■ Exercise aim ■
How does the passage about the AI-generated textbook read, starting at "And for the" and ending at "of AI-infused academia.", once "critics" is swapped for "skeptics"?

■ Supplied text ■
Stahuljak said, however, there’s nothing stopping students from using ChatGPT, Meta or any other AI tool on their own time, and that offering a self-contained AI-generated textbook is still an upgrade from traditional textbooks, which are by definition self-contained.
“It’s actually far more interactive than a printed text,” she said. “We’re using a textbook, pedagogical materials and freeing up my time and teaching assistants’ times to work with students to develop critical thinking, reading and interpretive skills to situate something in a context and to be able to work with fiction and history and develop awareness to help them in the real world.”
And for the critics worried that a course with an AI-generated textbook could be duplicated, sold and potentially put professors and teaching assistants out of work, Stahuljak said that’s not what she envisions for the future of AI-infused academia.

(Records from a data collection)

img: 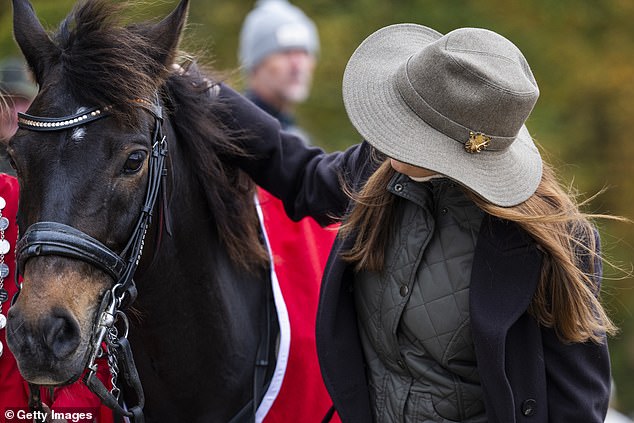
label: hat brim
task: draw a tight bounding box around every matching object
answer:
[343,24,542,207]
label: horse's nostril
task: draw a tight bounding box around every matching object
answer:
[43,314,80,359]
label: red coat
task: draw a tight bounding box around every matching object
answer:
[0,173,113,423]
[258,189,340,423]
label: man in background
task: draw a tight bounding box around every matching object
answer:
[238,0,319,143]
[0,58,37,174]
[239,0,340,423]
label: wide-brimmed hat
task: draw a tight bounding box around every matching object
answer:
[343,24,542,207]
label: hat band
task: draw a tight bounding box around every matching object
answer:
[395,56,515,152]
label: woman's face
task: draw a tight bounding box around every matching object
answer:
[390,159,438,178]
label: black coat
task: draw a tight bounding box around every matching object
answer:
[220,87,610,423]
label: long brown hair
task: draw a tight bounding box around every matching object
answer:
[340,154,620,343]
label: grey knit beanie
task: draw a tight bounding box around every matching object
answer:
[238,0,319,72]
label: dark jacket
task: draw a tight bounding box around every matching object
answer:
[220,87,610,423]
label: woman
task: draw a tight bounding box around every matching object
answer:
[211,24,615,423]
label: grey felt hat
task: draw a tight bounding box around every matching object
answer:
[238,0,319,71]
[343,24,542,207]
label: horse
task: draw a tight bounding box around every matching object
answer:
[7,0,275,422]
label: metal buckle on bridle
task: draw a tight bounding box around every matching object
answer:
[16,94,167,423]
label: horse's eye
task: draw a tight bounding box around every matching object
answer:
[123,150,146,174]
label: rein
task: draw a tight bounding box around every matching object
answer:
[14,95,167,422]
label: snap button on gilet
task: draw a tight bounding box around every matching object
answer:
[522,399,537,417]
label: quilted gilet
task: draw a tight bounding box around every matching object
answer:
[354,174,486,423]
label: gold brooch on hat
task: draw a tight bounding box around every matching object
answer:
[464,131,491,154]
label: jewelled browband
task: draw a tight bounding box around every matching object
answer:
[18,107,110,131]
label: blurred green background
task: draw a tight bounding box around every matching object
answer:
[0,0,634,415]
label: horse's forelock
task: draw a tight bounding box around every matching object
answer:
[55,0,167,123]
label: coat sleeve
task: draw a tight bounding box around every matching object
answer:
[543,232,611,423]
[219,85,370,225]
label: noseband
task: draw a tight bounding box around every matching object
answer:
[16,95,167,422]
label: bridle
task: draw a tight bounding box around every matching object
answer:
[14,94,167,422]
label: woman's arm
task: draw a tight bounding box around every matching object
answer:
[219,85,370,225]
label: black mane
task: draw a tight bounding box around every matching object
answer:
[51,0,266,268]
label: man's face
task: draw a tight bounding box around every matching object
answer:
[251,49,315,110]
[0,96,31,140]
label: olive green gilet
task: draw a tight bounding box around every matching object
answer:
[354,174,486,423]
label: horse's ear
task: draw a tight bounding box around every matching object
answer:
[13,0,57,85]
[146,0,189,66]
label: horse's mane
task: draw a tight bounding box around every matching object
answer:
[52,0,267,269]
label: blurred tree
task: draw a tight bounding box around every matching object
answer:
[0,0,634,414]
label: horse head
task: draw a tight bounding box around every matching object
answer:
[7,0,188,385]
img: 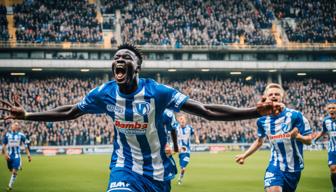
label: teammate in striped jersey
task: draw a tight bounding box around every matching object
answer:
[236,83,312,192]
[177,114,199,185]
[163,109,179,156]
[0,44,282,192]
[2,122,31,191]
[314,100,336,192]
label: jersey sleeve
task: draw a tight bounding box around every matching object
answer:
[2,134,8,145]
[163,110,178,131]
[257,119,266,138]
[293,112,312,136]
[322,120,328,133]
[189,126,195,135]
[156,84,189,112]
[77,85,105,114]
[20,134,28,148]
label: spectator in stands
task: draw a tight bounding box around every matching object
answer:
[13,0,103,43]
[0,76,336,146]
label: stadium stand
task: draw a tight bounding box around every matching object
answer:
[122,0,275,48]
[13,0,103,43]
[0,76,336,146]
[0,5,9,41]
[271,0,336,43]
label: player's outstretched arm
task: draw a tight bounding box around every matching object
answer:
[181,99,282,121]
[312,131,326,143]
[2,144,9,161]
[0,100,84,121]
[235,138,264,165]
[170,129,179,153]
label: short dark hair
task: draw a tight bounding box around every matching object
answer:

...

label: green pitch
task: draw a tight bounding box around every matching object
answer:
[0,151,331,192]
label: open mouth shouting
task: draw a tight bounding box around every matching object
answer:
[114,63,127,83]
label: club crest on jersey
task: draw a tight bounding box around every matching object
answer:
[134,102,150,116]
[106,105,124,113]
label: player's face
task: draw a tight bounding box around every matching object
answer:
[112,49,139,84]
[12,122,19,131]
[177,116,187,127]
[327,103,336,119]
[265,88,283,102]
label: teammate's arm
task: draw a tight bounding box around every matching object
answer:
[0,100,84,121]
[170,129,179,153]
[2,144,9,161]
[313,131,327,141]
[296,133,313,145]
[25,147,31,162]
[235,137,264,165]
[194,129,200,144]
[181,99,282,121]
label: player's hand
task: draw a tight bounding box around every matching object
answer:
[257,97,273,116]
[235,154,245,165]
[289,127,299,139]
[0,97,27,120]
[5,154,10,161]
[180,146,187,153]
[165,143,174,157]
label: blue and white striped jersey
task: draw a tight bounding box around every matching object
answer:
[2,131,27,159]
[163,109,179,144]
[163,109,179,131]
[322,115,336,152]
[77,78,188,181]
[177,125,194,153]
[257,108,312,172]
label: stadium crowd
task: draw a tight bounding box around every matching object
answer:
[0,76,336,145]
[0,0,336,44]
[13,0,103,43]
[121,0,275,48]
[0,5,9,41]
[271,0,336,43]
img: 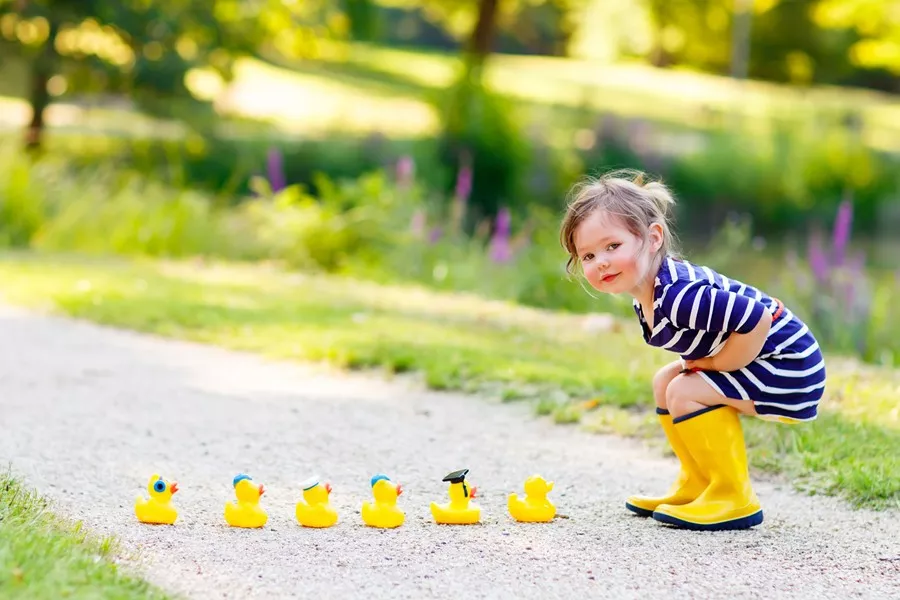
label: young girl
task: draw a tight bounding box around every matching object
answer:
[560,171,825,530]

■ Exercise response ■
And for the skeptics worried that a course with an AI-generated textbook could be duplicated, sold and potentially put professors and teaching assistants out of work, Stahuljak said that’s not what she envisions for the future of AI-infused academia.